Reading text >>
- - - - - - -
ANGRY residents today pledged to fight plans to close a village surgery and move it into a neighbouring town.

The proposal to relocate the doctor's practice in Market Street, Edenfield, to the new St James Medical Centre, Burnley Road, Rawtenstall, has met with fierce opposition from patients and could also see the popular village pharmacy close.

If it goes ahead, villagers may have to catch two buses to see the doctor.

The practice said the plans were aimed at reducing running costs but that it also faced a huge bill for work required to bring the surgery up to standard under the Disability and Discrimination Act.

A public meeting has now been organised by Edenfield's Village Residents' Association for Monday at the community centre in Exchange Street at 8pm to discuss their response to the proposals.

Chemist Chris Bishop has run the Village Pharmacy in Market Street for 15 years and says more than 90 per cent of his business comes from the surgery.

He said: "If the surgery goes, so does my business.

"This is my first solo business, before this I worked for a large company and I spent four years looking for the right pharmacy before I settled on Edenfield.

"I wanted a small pharmacy allied to a one-doctor practice because I could see the future being one where we would both be working very closely together.

"The pharmacist would be giving advice to GPs and we are doing that now in more routine work. Nurses would be prescribing some drugs as they are now and there will come a time when pharmacists prescribe drugs for regular repeats.
- - - - - - -
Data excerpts
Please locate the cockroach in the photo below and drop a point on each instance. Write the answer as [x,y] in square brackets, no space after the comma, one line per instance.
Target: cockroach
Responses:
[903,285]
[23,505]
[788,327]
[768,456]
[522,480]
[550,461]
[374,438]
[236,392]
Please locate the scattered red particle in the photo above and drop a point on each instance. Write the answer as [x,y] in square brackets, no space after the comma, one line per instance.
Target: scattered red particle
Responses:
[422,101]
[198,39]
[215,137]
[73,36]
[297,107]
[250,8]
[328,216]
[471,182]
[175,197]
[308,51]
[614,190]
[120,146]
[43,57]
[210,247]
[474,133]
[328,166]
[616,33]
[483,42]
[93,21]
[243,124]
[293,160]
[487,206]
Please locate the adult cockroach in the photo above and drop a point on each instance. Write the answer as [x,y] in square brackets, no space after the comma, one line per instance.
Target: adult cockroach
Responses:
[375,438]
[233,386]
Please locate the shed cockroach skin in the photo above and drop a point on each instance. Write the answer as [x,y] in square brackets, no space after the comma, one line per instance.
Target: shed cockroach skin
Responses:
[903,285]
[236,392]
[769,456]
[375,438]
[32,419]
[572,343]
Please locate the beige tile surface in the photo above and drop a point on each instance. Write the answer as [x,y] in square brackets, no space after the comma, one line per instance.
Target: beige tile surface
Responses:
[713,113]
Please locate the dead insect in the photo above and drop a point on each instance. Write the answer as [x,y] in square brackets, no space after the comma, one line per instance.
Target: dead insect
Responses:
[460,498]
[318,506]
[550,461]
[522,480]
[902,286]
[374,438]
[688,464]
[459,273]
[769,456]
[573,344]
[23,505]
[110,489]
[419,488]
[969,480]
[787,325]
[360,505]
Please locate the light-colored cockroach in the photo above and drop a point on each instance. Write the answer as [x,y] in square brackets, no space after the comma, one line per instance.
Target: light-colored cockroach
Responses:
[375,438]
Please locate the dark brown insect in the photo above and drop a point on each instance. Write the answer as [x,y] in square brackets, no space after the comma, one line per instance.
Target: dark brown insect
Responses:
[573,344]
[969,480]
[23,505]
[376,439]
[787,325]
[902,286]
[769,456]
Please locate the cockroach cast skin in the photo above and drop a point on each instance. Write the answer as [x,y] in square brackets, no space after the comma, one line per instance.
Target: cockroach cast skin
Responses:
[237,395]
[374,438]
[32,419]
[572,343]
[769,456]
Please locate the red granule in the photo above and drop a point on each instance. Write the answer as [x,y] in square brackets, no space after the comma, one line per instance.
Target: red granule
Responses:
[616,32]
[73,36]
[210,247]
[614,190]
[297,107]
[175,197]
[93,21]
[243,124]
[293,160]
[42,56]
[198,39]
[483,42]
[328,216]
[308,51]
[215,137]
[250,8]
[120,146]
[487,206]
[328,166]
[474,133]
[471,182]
- - - - - - -
Aim of the task >>
Please answer these questions from the article on the Edenfield surgery:
(a) What did the practice say the plans were aimed at?
(b) Where, on what day and at what time will the public meeting be held?
(c) For how many years has Chris Bishop run the Village Pharmacy?

Solution for this exercise >>
(a) Reducing running costs.
(b) At the community centre in Exchange Street, on Monday, at 8pm.
(c) 15 years.